In the records below, find the line containing "Target: woman's hand"; give it again exactly, along with every line that follows, and nothing else.

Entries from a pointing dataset
>> begin

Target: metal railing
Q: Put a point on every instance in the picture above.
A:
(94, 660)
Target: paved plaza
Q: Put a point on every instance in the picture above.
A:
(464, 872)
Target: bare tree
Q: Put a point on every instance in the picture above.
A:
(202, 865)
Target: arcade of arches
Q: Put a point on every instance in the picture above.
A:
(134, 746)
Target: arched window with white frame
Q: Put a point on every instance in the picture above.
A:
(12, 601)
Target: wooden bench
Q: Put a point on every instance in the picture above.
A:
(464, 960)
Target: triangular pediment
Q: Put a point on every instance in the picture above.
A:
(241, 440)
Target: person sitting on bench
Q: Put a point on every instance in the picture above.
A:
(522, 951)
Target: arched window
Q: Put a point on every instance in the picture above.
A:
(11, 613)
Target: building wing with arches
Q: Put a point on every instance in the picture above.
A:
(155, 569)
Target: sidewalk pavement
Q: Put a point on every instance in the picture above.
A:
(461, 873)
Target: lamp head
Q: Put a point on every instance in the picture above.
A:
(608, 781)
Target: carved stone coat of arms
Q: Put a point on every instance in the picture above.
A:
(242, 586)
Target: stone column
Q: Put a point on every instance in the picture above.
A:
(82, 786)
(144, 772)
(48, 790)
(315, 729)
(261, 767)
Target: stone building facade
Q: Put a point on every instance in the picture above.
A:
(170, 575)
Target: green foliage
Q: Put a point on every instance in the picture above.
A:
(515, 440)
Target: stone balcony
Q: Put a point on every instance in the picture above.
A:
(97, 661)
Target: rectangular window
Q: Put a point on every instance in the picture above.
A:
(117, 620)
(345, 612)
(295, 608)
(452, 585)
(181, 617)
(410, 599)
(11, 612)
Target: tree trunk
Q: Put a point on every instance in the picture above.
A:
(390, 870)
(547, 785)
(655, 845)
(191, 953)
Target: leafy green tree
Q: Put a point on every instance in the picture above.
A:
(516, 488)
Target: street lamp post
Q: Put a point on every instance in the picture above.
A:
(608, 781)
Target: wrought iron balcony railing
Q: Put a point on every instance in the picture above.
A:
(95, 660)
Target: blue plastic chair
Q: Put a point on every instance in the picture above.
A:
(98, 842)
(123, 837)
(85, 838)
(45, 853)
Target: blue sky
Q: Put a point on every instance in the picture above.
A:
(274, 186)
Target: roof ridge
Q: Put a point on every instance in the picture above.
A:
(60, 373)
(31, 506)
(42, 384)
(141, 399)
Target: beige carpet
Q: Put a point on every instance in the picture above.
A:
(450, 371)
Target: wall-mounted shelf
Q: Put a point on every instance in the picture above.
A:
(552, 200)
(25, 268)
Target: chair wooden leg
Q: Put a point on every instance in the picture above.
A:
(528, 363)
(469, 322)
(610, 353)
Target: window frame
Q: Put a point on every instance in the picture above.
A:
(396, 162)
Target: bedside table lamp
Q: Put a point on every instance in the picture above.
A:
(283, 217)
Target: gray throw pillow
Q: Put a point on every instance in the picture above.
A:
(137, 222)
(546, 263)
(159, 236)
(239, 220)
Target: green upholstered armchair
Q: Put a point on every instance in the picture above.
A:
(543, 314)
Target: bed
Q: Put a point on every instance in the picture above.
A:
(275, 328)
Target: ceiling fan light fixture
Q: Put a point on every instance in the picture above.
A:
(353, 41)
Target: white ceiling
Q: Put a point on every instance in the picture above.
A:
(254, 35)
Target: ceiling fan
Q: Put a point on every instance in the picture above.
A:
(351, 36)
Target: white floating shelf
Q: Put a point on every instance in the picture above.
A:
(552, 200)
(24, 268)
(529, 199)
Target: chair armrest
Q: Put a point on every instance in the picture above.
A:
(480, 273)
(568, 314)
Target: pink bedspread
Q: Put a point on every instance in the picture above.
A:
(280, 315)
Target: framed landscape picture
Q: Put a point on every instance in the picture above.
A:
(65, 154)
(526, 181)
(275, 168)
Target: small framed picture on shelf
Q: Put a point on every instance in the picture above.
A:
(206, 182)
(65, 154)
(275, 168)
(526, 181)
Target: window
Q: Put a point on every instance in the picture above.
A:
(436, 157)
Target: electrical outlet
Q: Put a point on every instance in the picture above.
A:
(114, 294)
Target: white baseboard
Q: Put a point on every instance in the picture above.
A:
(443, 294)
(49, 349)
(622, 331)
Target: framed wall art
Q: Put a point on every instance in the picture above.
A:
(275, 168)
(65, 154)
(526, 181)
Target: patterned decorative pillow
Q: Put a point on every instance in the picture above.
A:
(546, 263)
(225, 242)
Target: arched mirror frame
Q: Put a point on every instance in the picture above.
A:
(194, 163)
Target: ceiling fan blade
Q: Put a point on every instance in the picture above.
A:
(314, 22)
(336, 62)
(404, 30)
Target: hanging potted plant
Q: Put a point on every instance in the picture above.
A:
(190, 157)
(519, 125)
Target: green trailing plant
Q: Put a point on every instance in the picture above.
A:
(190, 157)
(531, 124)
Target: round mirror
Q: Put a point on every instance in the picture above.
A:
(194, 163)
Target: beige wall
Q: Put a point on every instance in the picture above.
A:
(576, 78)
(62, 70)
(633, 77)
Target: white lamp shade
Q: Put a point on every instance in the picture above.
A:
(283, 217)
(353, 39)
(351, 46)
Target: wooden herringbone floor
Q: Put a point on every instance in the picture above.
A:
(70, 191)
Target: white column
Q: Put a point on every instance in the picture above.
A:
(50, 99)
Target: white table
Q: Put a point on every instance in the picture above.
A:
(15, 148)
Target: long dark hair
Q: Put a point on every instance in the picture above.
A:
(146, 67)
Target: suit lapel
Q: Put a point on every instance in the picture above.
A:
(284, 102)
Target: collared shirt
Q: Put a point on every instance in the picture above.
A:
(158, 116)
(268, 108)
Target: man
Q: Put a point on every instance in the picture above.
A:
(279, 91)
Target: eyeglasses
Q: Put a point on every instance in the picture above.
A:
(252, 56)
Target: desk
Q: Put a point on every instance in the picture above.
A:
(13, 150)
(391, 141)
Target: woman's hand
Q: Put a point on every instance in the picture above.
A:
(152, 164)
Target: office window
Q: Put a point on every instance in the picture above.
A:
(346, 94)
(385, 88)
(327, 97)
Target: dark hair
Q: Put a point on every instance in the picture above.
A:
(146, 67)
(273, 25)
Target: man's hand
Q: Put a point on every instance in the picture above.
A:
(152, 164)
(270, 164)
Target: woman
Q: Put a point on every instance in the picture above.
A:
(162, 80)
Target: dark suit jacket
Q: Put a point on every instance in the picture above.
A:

>> end

Result of the task →
Target: woman's hand
Q: Put a point on every instance in the picture above.
A:
(152, 164)
Target: office window
Q: Put a point on every instance in the picture above.
A:
(346, 94)
(385, 88)
(327, 97)
Target: dark hair
Q: Put a point on every instance in the picture above.
A:
(146, 67)
(273, 25)
Target: man's hand
Q: Put a point on every instance in the picture above.
A:
(152, 164)
(270, 164)
Target: woman
Q: Put a point on every instance in the picture above.
A:
(162, 80)
Target: dark suit jacket
Q: Put a point on every instance in the picture above.
A:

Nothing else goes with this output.